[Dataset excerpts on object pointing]
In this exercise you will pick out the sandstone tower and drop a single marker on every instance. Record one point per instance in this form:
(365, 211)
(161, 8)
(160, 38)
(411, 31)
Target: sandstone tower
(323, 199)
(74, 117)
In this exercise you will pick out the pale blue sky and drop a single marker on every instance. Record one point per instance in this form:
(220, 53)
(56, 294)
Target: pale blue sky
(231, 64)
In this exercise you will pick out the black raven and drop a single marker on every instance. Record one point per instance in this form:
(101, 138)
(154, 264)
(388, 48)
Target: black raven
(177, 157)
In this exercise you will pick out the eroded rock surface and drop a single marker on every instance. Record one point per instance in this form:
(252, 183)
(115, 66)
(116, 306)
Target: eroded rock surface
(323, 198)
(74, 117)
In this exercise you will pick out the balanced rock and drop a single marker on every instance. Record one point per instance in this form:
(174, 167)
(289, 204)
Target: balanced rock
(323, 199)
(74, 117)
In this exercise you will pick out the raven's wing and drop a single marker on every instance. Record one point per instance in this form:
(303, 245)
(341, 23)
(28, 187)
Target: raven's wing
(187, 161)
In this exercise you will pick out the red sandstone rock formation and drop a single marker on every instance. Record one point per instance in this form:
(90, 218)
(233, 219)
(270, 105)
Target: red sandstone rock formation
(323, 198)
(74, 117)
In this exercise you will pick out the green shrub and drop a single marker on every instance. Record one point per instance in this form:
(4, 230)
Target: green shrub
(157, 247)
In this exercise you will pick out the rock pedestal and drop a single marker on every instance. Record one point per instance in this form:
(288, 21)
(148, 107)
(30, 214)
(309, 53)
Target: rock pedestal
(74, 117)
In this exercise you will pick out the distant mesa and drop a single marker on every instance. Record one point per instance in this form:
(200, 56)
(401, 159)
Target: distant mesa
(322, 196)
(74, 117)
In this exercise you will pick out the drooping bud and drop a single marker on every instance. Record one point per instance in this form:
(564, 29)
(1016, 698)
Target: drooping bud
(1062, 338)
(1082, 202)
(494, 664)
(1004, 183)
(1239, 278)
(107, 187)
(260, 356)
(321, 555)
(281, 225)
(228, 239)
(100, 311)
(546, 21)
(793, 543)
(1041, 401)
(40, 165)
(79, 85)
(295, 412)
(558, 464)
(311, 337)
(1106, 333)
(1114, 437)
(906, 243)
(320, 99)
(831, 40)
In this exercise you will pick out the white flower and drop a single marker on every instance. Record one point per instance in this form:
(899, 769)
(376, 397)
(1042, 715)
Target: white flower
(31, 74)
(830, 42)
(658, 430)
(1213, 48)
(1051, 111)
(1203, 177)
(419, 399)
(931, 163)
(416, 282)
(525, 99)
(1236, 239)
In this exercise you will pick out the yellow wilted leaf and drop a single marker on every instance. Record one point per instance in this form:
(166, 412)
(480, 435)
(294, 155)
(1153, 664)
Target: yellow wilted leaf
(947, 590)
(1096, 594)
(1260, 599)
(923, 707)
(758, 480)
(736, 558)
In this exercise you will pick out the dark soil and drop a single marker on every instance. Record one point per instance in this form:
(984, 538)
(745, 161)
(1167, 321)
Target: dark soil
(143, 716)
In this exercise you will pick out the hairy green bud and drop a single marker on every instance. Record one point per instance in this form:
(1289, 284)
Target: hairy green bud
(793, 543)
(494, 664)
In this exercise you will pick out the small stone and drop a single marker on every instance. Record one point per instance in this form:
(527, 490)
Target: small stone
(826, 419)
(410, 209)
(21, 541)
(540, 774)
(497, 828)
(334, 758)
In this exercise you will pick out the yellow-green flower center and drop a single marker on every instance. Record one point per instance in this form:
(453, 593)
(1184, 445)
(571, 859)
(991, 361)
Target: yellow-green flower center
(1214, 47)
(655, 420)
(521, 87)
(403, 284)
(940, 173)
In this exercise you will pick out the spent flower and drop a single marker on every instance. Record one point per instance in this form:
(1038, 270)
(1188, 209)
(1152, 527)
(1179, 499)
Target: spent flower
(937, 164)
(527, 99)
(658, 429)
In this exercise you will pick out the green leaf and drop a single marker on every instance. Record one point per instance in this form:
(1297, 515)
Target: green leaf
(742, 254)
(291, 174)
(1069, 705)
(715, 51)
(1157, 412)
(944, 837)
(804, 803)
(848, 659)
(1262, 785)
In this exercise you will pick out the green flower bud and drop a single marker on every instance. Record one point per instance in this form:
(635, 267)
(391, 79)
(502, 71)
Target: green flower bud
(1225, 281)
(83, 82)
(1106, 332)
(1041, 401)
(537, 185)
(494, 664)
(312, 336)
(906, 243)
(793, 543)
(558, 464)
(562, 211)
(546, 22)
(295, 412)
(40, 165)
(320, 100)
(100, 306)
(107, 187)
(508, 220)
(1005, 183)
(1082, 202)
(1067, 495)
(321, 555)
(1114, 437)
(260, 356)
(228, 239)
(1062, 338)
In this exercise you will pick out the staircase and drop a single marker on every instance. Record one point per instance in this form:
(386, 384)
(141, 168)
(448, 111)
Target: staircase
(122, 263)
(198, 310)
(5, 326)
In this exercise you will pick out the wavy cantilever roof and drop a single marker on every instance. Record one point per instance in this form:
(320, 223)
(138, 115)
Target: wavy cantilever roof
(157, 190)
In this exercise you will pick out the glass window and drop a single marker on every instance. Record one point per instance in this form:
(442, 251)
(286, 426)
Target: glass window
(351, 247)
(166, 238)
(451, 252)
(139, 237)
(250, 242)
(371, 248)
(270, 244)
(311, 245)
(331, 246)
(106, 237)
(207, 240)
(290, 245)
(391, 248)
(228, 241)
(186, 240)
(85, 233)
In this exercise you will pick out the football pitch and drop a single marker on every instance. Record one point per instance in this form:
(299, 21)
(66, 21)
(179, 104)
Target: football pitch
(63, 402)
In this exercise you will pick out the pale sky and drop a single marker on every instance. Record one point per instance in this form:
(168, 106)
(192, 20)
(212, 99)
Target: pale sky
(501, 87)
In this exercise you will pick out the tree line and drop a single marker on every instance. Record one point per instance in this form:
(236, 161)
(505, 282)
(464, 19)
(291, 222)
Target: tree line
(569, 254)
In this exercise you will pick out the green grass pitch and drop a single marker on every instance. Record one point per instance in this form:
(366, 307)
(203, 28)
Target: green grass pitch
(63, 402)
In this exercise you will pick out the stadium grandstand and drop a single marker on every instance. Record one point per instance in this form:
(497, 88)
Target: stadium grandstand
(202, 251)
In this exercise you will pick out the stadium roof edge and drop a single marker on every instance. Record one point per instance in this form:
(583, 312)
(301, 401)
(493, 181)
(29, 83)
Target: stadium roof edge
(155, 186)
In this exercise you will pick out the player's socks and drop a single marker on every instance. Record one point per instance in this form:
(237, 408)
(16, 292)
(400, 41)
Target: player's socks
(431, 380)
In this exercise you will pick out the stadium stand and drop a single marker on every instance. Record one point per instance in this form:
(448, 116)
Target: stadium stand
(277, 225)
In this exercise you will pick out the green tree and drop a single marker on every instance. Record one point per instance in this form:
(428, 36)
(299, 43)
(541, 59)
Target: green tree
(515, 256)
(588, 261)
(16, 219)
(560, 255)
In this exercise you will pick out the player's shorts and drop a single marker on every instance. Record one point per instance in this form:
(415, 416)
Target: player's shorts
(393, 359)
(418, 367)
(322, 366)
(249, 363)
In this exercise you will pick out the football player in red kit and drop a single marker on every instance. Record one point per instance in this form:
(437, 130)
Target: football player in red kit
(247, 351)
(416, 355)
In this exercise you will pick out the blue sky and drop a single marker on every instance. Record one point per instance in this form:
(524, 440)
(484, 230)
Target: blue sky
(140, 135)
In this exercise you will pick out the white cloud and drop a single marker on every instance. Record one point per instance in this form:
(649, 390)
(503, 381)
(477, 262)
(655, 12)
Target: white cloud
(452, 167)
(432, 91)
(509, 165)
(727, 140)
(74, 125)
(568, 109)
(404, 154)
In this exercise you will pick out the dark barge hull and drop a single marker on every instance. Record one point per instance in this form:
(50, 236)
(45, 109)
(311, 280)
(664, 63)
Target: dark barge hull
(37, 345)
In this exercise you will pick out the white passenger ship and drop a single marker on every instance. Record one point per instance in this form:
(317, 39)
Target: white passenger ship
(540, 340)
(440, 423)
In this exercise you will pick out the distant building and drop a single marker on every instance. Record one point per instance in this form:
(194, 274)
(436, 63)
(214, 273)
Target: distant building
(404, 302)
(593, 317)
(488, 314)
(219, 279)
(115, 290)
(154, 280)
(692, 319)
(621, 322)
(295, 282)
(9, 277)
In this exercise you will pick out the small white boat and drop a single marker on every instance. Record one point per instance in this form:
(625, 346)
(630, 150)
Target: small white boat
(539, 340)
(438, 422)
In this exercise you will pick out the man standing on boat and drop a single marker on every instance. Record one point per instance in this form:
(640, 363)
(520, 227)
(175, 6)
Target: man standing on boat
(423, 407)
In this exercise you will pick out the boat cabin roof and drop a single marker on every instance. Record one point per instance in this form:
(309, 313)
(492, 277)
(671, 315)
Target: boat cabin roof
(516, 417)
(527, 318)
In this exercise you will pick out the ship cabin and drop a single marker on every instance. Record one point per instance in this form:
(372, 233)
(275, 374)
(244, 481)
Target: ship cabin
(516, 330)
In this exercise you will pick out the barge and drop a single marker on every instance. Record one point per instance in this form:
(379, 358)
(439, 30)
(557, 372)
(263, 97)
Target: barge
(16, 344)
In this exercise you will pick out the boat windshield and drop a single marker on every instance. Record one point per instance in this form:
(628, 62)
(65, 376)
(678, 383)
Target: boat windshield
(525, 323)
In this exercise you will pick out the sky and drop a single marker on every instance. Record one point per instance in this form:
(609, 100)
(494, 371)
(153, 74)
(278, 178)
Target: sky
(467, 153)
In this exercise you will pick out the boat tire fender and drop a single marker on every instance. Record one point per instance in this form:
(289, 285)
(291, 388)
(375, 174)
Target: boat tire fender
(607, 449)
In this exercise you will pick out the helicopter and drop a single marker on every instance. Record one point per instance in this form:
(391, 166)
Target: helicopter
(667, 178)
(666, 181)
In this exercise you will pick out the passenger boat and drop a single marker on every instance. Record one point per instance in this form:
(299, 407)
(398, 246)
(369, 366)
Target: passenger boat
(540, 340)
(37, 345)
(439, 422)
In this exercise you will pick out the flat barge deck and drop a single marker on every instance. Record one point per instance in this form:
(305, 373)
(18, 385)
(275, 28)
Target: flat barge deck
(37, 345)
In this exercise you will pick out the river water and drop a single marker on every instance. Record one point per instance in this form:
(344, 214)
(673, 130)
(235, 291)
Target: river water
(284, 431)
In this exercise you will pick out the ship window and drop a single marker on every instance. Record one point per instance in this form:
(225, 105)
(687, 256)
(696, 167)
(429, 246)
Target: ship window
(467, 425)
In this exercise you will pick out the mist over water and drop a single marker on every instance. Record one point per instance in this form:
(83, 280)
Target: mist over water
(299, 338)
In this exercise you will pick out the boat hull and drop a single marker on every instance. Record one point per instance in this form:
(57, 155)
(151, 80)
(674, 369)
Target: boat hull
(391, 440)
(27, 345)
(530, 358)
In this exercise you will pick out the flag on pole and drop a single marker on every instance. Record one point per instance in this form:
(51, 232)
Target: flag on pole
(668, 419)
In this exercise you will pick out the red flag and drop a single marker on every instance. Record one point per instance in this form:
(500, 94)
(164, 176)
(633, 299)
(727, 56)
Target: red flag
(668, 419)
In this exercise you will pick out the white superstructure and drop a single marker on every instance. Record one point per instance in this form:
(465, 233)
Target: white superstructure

**WHAT IS NEEDED:**
In the entries above, take the line containing "In this exercise you will pick out the mist" and each later line through the last, and repeat them exactly. Output nothing else.

**RESULT OF THE EXERCISE:**
In this exercise you will pick out the mist over water and drop a single marker on every instance. Record one point per instance in this form:
(83, 280)
Target: mist over water
(299, 338)
In this exercise you will pick out the boat hull and drop a single marker on every instance. Record one point per instance in this form:
(57, 155)
(151, 80)
(674, 369)
Target: boat hull
(391, 440)
(27, 345)
(530, 358)
In this exercise you will pick out the flag on pole and drop a single marker on every instance. Record one point per instance in this form:
(51, 232)
Target: flag on pole
(668, 419)
In this exercise you will pick out the red flag and drop a single marker on every instance. Record one point per instance in this form:
(500, 94)
(164, 176)
(633, 299)
(727, 56)
Target: red flag
(668, 419)
In this exercise you will pick out the white superstructure and drop a single marker on every instance. Record one point per instance in this form:
(465, 233)
Target: white superstructure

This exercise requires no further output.